== Instrucción 1 ==
Resume en dos oraciones el párrafo del fragmento que empieza con «Se trataba, pues, de oponer» y conserva sus datos principales.
== Instrucción 2 ==
Según el fragmento, ¿quién debía encargarse de la cátedra de lengua catalana-valenciana que se solicitaba para la Universidad de Valencia?
== Instrucción 3 ==
Prosigue el fragmento sobre la política cultural valencianista a partir de su última oración.

En 1934 la revista valencianista La República de les Lletres publicó los que deberían ser los objetivos de una nueva política cultural para el País Valenciano, que se resumiría en seis grandes puntos: el primero era el reconocimiento de la unidad del idioma, respetando la autoridad en el terreno ortográfico del Institut d’Estudis Catalans, y solicitando el ingreso de una representación valenciana en él; el segundo consistía en promover la creación de un Institut d’Estudis Valencians, independiente de la Universidad y sin intromisión estatal; el tercero era la solicitud de una cátedra de lengua catalana-valenciana en la Universidad de Valencia, de la que debía ser responsable Carles Salvador, uno de los mayores poetas y lingüistas valencianos; el cuarto era el reconocimiento del derecho a recibir educación en lengua materna, posibilitado por la declaración de cooficialidad del castellano y del valenciano; el quinto punto señalaba la necesidad de responsabilizar al escritor valenciano en la tarea de normalizar el idioma como lengua cultural nacional; el sexto y último punto proponía conmemorar el 9 de octubre de 1238, fecha de la conquista cristiana de Valencia, como fiesta nacional valenciana, y el intento de preparar el VII Centenario de la fundación del País Valenciano el 9 de octubre de 1938. Para ello se proponía la organización de un Congrés de la Llengua, la creación de la Biblioteca de València, la restauración del monasterio de Santa Maria del Puig como lugar referencial de la nación valenciana, la formación del Museo de la Cerámica y la finalización de las obras de restauración del Palau de la Generalitat, además de organizar una Conferència Econòmica del País Valencià, actividades todas ellas que constituían un plan de trabajo intenso para la minoría intelectual valencianista en sus esfuerzos culturales. Simultáneamente, revistas como Proa o Nueva Cultura, esta última síntesis de planteamientos marxistas y nacionalistas, serán puntales esenciales de los intentos por plantear una política cultural valencianista para el País Valenciano.

Como también han enfatizado Aznar Soler y Blasco (1985: 95), el inicio de la Guerra Civil supuso una interrupción de la tendencia a la «normalización» cultural. A partir del 18 de julio de 1936 dio comienzo una fase de «defensa de la cultura», de manera que

la política republicana se impregna de un sentido gramsciano por lo que respecta a la lucha de valores humanos que se debaten en la guerra, donde la interpretación de la lucha popular como crisol forja las raíces de una nueva cultura, humanista y revolucionaria, dentro de la perspectiva del desarrollo de una sociedad socialista en la cual la cultura ya no será una cultura de clase, patrimonio exclusivo de la clase dominante, sino cultura socialista vinculada a los intereses de las clases populares.

Se trataba, pues, de oponer una nueva cultura, cultura popular y cultura socialista, a la cultura burguesa en descomposición, capitalista y fascista. En este marco, el intelectual nacionalista y antifascista aparece como comprometido con el destino de la República agredida, y concibe la cultura como un arma en la lucha contra el fascismo, por la libertad de los pueblos y por la defensa misma de la cultura.

== Muestras de datos ==
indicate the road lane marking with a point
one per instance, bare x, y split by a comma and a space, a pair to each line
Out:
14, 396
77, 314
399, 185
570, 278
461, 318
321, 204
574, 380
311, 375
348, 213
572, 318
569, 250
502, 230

== Respuesta escrita 1 ==
Se buscaba oponer una cultura nueva, popular y socialista, a la cultura burguesa en descomposición, capitalista y fascista. En ese marco, el intelectual nacionalista y antifascista se comprometía con la República agredida y concebía la cultura como un arma contra el fascismo, por la libertad de los pueblos y por la defensa de la cultura misma.

== Respuesta escrita 2 ==
Carles Salvador.

== Respuesta escrita 3 ==
Valencia se convirtió en capital provisional de la Segunda República entre el 27 de noviembre de 1936 y el 30 de octubre de 1937, y el valencianismo cultural intervino en las instituciones allá donde tenía representación oficial, desde donde intentó desarrollar una política cultural específica. Así se generó una cierta base institucional, como fue la Conselleria de Cultura del Consell Provincial Valencià (la antigua Diputación Provincial).11 Esta nueva Conselleria de Cultura, lejano antecedente de la que aparecería en los tiempos de la transición a la democracia, estaba controlada por el valencianismo de izquierdas, y fue la responsable de crear la que tenía que ser la institución cultural valenciana más importante, el Institut d’Estudis Valencians (IEV). Éste representaba la alternativa de organización de un trabajo intelectual colectivo que fundamentara sobre bases orgánicas la actividad cultural valenciana, pese a los tiempos de guerra y revolución que corrían. El 9 de febrero de 1937 un decreto del Consell Provincial creaba el IEV, que estaba dividido en cuatro secciones (Histórico-Arqueológica, Filológica, Ciencias y Estudios Económicos) y adscrita a la Sección Filológica se creaba la Biblioteca Nacional del País Valencià, también lejano antecedente de la moderna Biblioteca Valenciana, que contaría con los fondos bibliográficos de la antigua Diputación. También se había de crear un Museo de Prehistoria adscrito al IEV, perteneciente al Servicio de Investigaciones Prehistóricas. A su vez se creaba un Centre d’Estudis Econòmics Valencians, adscrito a la Sección de Estudios Económicos, con intervención de la Universidad de Valencia, el cual organizó el Arxiu General del Regne de València. Además se creaba un Centre d’Estudis Històrics del País Valencià, una Escola Model Valenciana y una Junta de Monuments Nacionals del País Valencià. Cada sección del IEV tenía un presidente, un secretario y tres vocales. Por su parte, el IEV contaba con un presidente, un secretario general y un tesorero, siendo el presidente último el conseller de Cultura del Consell Provincial Valencià. Asimismo, el Consell Provincial Valencià llegó a crear el Museu de Ciències Naturals, que estaría bajo la dirección de la sección de Ciencias del IEV. El conseller de Cultura Francesc Bosch i Morata fue el máximo artífice la ambiciosa infraestructura cultural valencianista, asociada de alguna manera a la creación del IEV.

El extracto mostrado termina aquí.